◆ **Что требуется**
Верните дословно фрагмент приведенного ниже текста о творчестве Грасса между словами «Мотивы в творчестве» и «так и сомнительными.», включая их.

◆ **Предоставленный текст**
^^^^^^^^^^^^^^^^

Дело в том, что этот писатель, чьи сочинения сразу ошеломили публику сочной полнотой материальной жизни, грубой, плотской вещественностью, оказывается на поверку и одним из самых «литературных» писателей своего времени; он более чем кто-либо другой из его собратьев по перу жил в атмосфере литературной и идеологической полемики, самые конкретные образы и ситуации могут у него быть нагружены вторым, «провоцирующим» смыслом, и без учета этого второго смысла невозможно до конца понять ни остро парадоксальный, весь построенный на постоянных эффектах гротеска и шока художественный мир Грасса, ни его симптоматичность для данного этапа развития литературы.

Мотивы в творчестве

Месть «солгавшим кумирам» и есть сквозной импульс раннего творчества Грасса, вплоть до середины 60-х годов. «Немецкий идеализм» — идеализм как в самом обыденном, так и в сугубо философском смысле слова — один из главных врагов Грасса, преследуемый писателем на всех уровнях, во всех проявлениях и, можно сказать, всеми средствами — как дозволенными, так и сомнительными.

Первые стихи Грасса, объединенные в сборнике «Преимущества воздушных кур», уже фиксируют это настроение, обнаруживая эмоциональную и психологическую, т. е. глубоко личную, его основу. За демонстративной угловатостью и резкостью поэтической манеры здесь легко угадываются литературные образцы — ранний экспрессионизм в духе Бенна, преломленный через послевоенный опыт литературы «эмоционального аскетизма» и «вырубания просек». Традиционная антитеза идеала и реальности подается соответственно этому в намеренно антипоэтических контрастах: излюбленный поэтами образ птицы — символ окрыленности, парения, как альбатрос или сокол, символ песни, как соловей или жаворонок, символ, красоты, как лебедь, — подменяется у Грасса (и это в заглавном, программном стихотворении) образом курицы — фантастической, «воздушной», но все-таки курицы, птицы сугубо «наземной»; рядом с ним появляется образ крысы, которому суждено будет сыграть столь многозначительную роль в последующей лирике и прозе Грасса.

Ассоциативная техника сцепления образов рассчитана на создание «катастрофического» настроения, как и в «абсурдных» пьесах раннего Грасса.

^^^^^^^^^^^^^^^^

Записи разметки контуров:
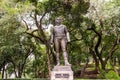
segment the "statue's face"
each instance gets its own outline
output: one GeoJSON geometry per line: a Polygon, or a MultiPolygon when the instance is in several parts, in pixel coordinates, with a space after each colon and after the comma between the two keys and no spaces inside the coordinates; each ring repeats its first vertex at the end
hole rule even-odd
{"type": "Polygon", "coordinates": [[[62,19],[61,19],[61,18],[56,18],[56,20],[55,20],[55,23],[56,23],[56,24],[61,24],[61,22],[62,22],[62,19]]]}

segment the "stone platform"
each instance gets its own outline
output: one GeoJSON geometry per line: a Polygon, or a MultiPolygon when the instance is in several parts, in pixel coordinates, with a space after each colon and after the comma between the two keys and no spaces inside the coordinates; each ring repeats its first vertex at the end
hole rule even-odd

^^^^^^^^^^^^^^^^

◆ **Решение задания**
Мотивы в творчестве

Месть «солгавшим кумирам» и есть сквозной импульс раннего творчества Грасса, вплоть до середины 60-х годов. «Немецкий идеализм» — идеализм как в самом обыденном, так и в сугубо философском смысле слова — один из главных врагов Грасса, преследуемый писателем на всех уровнях, во всех проявлениях и, можно сказать, всеми средствами — как дозволенными, так и сомнительными.